=== RECORDS ===

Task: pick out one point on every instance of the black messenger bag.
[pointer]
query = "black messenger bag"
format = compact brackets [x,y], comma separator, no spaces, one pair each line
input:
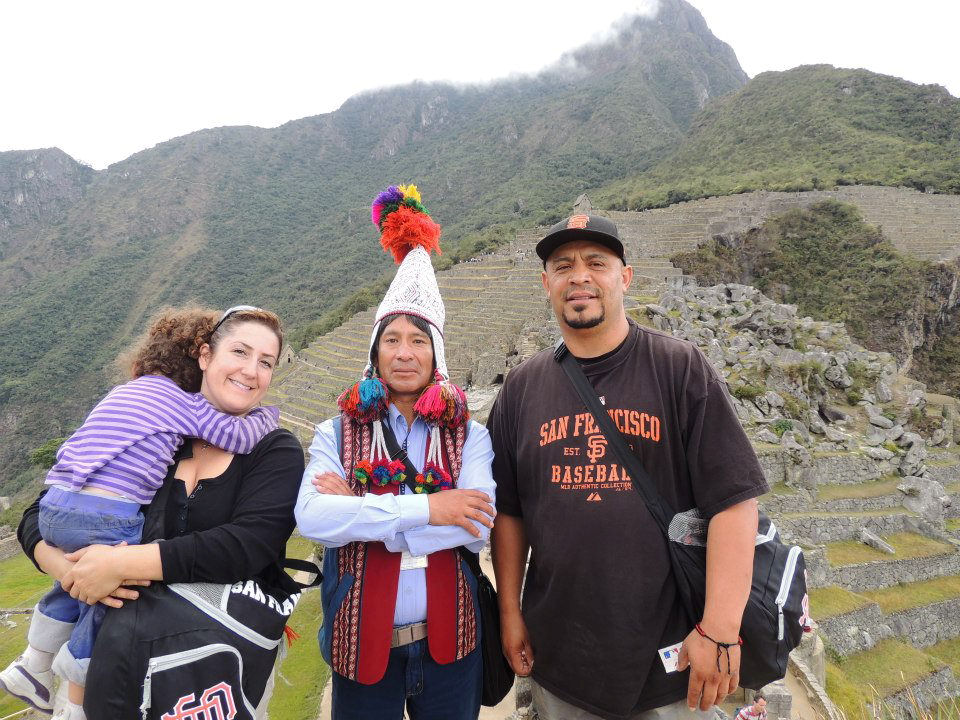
[191,650]
[775,616]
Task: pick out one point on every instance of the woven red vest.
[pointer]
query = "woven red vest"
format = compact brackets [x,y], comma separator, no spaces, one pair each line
[363,624]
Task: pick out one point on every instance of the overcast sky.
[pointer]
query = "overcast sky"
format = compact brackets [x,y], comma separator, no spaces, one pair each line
[102,80]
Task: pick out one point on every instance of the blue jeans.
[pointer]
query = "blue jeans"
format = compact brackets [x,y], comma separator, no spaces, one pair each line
[70,521]
[412,679]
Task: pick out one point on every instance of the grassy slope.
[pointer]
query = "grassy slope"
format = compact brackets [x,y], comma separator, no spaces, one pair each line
[834,266]
[813,126]
[302,674]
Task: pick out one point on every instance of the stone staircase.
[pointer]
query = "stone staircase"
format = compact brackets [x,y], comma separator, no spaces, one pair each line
[924,225]
[890,621]
[489,300]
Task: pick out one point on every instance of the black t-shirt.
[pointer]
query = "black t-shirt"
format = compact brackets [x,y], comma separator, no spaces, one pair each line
[599,599]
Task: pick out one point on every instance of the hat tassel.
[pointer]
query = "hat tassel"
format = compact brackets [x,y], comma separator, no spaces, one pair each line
[442,403]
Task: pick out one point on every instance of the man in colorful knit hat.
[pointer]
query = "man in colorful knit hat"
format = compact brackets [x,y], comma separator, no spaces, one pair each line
[395,485]
[601,624]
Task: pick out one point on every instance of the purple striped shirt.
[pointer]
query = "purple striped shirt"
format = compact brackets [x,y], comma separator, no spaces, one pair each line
[128,440]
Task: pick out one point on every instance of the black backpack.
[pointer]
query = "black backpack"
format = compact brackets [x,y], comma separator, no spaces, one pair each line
[191,650]
[775,616]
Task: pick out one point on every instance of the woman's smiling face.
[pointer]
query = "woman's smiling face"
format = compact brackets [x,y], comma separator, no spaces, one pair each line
[237,373]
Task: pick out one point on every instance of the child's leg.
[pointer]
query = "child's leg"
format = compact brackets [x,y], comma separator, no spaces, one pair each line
[73,659]
[53,619]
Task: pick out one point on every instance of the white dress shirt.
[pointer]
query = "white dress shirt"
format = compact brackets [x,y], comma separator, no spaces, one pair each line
[401,521]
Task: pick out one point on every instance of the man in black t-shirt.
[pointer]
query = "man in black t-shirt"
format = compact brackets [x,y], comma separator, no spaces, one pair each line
[599,601]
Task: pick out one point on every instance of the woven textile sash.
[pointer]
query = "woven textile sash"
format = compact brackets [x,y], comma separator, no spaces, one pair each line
[363,624]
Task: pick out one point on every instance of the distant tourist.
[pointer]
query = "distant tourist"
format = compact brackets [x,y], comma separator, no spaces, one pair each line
[396,485]
[757,711]
[600,626]
[195,376]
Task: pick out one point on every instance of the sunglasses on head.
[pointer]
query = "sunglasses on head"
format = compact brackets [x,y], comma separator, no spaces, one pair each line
[230,311]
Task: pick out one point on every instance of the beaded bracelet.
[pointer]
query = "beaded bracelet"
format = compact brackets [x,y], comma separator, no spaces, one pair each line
[721,647]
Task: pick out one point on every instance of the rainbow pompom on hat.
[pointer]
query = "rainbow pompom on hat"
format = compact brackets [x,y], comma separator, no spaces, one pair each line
[409,233]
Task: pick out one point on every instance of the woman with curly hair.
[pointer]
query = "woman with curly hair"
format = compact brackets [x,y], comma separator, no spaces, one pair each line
[194,376]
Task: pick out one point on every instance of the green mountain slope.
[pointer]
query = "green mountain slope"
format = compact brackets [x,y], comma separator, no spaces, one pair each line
[810,127]
[279,217]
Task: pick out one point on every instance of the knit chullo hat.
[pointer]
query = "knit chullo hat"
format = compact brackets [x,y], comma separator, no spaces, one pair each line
[409,233]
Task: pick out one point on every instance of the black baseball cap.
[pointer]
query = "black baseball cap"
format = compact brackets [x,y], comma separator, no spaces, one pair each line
[594,228]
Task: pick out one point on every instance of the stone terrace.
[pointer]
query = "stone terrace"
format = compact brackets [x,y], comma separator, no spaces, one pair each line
[925,225]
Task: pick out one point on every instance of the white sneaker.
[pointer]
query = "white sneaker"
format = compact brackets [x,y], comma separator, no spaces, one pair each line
[31,687]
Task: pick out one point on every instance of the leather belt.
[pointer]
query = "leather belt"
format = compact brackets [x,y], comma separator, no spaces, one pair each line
[407,634]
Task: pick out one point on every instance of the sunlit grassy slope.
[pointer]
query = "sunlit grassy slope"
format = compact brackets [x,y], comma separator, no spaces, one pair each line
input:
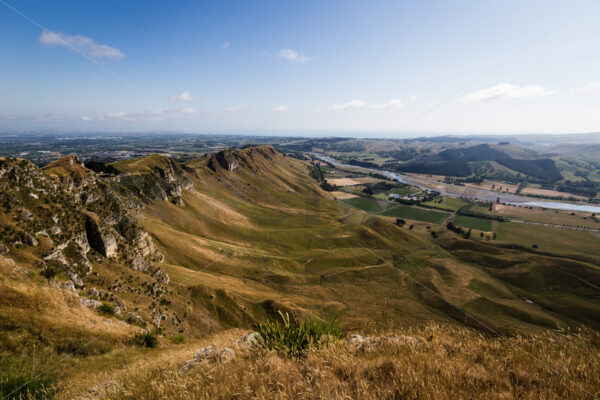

===

- _WHAT YOU SHOULD DO_
Report each line in the rows above that contains the string "stone".

- _SOLUTION_
Task: pick out one point on every instance of the stone staircase.
query = "stone staircase"
Task: pick out one point on every instance of the stone terrace.
query = "stone terrace"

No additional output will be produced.